**Written request 1:**
Transcribe the part of the forum thread that begins at the words "First he had" and stops after "(Aug 20, 2012)".

**Extracted text:**

****************************************

# No sex and climbing the walls



## Cwtchbunny (May 20, 2013)

I haven't had sex for over three weeks and I am extremely frustrated 

First he had man flu, then I went away for a week to visit family and now I am having a period 

Since he is feeling better he has had bjs and tit wanks but nothing at all for me and I am starting to go a bit crazy 

There isn't any point to this post, I just feel like screaming


----------



## Holland (Aug 20, 2012)

Scream baby scream

or sex in the shower?


----------



## Cwtchbunny (May 20, 2013)

That's not a bad idea especially as its so hot here but he will take convincing 

I told him last night he was a very selfish man, our sex life totally relies on me asking him for sex (not once in any of my relationships have I been asked for sex), he gets a lot of bjs cos he knows I really like doing them but I get very little in return 

Is there anything I can do to make our relationship more even


----------



## TCSRedhead (Oct 17, 2012)

Initiate sex with a BJ, but don't complete. Ask him to go down on you. On times where he finishes and you're left hanging, ask him to get you off. You have to communicate what you want to get it. If you're doing that already, then I'd seriously be seeking out some professional help to find out why he doesn't think your needs are important. 

I am the initiator a lot new than he is these days. I figure it goes in cycles.


----------



## Cwtchbunny (May 20, 2013)

Seriously starting to go a bit nuts now, is there some sort of supplement you can take that lowers your sex drive


----------



## FemBot (May 1, 2013)

Don't lower your sex drive for this!! Gosh!!

It will pass, you will be fine. Masturbate. Can't he touch you over your clothes/undies if he's not into period sex? Or take one for the team with shower sex? 

I'd ease up on his pleasure and make him good and horny...might be hard for him to refuse then


----------



## Cwtchbunny (May 20, 2013)

****************************************

**Written request 2:**
Rewrite the rows from the line that has "of the bokeh" through the last row, replacing "woman's" with "girl's" and leaving everything else unchanged. Give only those lines.

**Provided material:**
****************************************

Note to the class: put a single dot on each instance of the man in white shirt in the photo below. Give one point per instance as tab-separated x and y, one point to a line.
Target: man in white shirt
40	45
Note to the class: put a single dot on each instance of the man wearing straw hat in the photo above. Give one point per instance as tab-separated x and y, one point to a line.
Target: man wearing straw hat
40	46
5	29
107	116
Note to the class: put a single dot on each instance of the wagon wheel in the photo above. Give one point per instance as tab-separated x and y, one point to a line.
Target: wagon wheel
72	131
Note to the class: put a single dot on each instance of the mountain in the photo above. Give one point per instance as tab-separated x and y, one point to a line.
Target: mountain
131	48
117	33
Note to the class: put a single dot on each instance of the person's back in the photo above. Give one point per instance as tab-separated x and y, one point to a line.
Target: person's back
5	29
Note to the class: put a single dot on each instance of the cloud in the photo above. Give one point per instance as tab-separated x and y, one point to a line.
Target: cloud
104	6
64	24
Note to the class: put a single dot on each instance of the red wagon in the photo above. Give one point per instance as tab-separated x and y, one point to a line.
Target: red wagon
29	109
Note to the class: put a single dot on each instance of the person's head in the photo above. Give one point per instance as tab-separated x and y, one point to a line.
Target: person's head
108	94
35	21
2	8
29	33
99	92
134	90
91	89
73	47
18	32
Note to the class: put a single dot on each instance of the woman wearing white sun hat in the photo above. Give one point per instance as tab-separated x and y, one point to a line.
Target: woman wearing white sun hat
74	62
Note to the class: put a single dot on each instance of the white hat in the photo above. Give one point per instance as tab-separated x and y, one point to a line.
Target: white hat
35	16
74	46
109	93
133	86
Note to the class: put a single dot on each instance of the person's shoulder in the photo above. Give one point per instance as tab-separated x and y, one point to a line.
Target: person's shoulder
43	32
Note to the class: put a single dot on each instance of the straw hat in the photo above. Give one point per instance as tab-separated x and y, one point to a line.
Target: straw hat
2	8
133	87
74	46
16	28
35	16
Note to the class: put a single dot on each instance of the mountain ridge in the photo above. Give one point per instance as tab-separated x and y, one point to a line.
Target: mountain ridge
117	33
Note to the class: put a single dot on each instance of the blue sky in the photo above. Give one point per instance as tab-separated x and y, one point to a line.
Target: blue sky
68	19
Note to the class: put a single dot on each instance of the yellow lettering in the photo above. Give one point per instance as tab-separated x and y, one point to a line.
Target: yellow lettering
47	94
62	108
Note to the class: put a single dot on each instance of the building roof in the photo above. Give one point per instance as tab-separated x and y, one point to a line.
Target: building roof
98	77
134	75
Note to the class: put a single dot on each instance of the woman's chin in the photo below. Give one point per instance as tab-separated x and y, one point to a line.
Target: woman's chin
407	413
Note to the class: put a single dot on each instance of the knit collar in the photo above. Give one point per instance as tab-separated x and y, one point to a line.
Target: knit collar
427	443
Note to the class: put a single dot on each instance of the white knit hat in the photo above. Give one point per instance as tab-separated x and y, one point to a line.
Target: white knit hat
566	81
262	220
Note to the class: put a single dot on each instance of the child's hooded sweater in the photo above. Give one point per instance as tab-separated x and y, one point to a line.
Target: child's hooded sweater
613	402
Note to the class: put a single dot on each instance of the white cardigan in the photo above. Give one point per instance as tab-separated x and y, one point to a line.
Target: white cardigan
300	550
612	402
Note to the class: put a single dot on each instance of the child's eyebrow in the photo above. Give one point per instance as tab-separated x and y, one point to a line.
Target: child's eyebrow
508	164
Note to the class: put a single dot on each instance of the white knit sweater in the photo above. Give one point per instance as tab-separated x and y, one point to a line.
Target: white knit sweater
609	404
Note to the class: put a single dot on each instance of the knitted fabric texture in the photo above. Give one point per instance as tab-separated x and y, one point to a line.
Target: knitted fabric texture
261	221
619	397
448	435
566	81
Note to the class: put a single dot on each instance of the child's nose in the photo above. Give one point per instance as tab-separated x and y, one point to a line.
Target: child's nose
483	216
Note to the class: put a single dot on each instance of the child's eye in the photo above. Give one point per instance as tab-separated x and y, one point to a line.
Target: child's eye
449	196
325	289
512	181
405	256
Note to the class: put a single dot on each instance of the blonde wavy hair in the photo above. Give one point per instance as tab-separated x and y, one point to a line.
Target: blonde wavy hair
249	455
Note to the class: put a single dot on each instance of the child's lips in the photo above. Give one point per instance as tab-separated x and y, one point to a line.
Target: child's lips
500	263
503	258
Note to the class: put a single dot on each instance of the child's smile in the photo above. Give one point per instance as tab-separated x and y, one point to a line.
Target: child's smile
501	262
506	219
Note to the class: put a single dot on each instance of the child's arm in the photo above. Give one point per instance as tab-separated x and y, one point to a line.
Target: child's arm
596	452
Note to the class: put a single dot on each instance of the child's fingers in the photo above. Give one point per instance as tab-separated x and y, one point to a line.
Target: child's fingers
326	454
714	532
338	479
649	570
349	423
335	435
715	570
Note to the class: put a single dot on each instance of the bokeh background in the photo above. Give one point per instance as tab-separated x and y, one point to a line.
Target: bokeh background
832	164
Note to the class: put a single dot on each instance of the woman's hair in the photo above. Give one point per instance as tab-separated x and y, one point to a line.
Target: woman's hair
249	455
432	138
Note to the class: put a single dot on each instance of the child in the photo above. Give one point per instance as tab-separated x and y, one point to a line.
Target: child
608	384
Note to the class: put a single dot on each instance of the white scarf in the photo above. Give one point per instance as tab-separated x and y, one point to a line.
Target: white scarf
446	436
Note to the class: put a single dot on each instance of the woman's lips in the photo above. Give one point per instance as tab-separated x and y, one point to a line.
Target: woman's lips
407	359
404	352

****************************************

**Task result 1:**
First he had man flu, then I went away for a week to visit family and now I am having a period 

Since he is feeling better he has had bjs and tit wanks but nothing at all for me and I am starting to go a bit crazy 

There isn't any point to this post, I just feel like screaming


----------



## Holland (Aug 20, 2012)

**Task result 2:**
Note to the class: put a single dot on each instance of the bokeh background in the photo above. Give one point per instance as tab-separated x and y, one point to a line.
Target: bokeh background
832	164
Note to the class: put a single dot on each instance of the girl's hair in the photo above. Give one point per instance as tab-separated x and y, one point to a line.
Target: girl's hair
249	455
432	138
Note to the class: put a single dot on each instance of the child in the photo above. Give one point per instance as tab-separated x and y, one point to a line.
Target: child
608	384
Note to the class: put a single dot on each instance of the white scarf in the photo above. Give one point per instance as tab-separated x and y, one point to a line.
Target: white scarf
446	436
Note to the class: put a single dot on each instance of the girl's lips in the photo above. Give one point per instance as tab-separated x and y, one point to a line.
Target: girl's lips
407	359
404	352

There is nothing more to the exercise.